■ AIM OF THE TASK ■
Retype all entries exactly, skipping pictures.

■ SOURCE MATERIAL ■

-- Opening Marker --

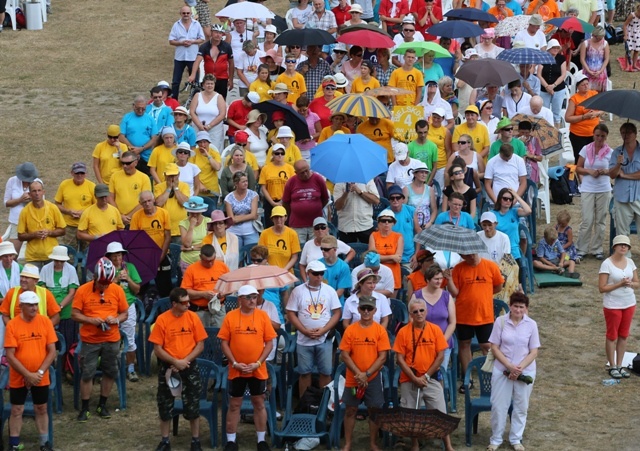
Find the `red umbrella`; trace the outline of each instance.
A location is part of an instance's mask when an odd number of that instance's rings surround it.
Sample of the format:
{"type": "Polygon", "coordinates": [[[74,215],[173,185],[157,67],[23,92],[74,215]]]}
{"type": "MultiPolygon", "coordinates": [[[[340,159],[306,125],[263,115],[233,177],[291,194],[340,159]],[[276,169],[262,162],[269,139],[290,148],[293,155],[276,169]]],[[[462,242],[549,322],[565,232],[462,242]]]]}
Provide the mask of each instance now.
{"type": "Polygon", "coordinates": [[[293,285],[298,279],[289,271],[271,265],[249,265],[223,274],[218,279],[216,290],[222,294],[238,291],[243,285],[258,290],[293,285]]]}
{"type": "Polygon", "coordinates": [[[338,42],[349,45],[359,45],[369,48],[390,49],[395,45],[393,39],[381,33],[371,30],[357,30],[344,33],[338,38],[338,42]]]}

-- Closing Marker --

■ WRITTEN SOLUTION ■
Find the `red umbrella`; trace the outline of each instance.
A location is part of an instance's mask when an odd number of that instance's rings surround it.
Sample of the format:
{"type": "Polygon", "coordinates": [[[74,215],[173,185],[157,67],[23,92],[74,215]]]}
{"type": "MultiPolygon", "coordinates": [[[[340,159],[306,125],[263,115],[233,177],[291,194],[340,159]],[[276,169],[262,162],[269,139],[290,148],[293,155],[276,169]]],[[[462,242],[549,322],[565,232],[462,242]]]]}
Provide the mask of each instance now.
{"type": "Polygon", "coordinates": [[[293,285],[298,279],[289,271],[271,265],[249,265],[223,274],[218,279],[216,290],[222,294],[238,291],[243,285],[258,290],[293,285]]]}
{"type": "Polygon", "coordinates": [[[338,42],[349,45],[359,45],[369,48],[390,49],[395,45],[393,39],[381,33],[371,30],[357,30],[344,33],[338,38],[338,42]]]}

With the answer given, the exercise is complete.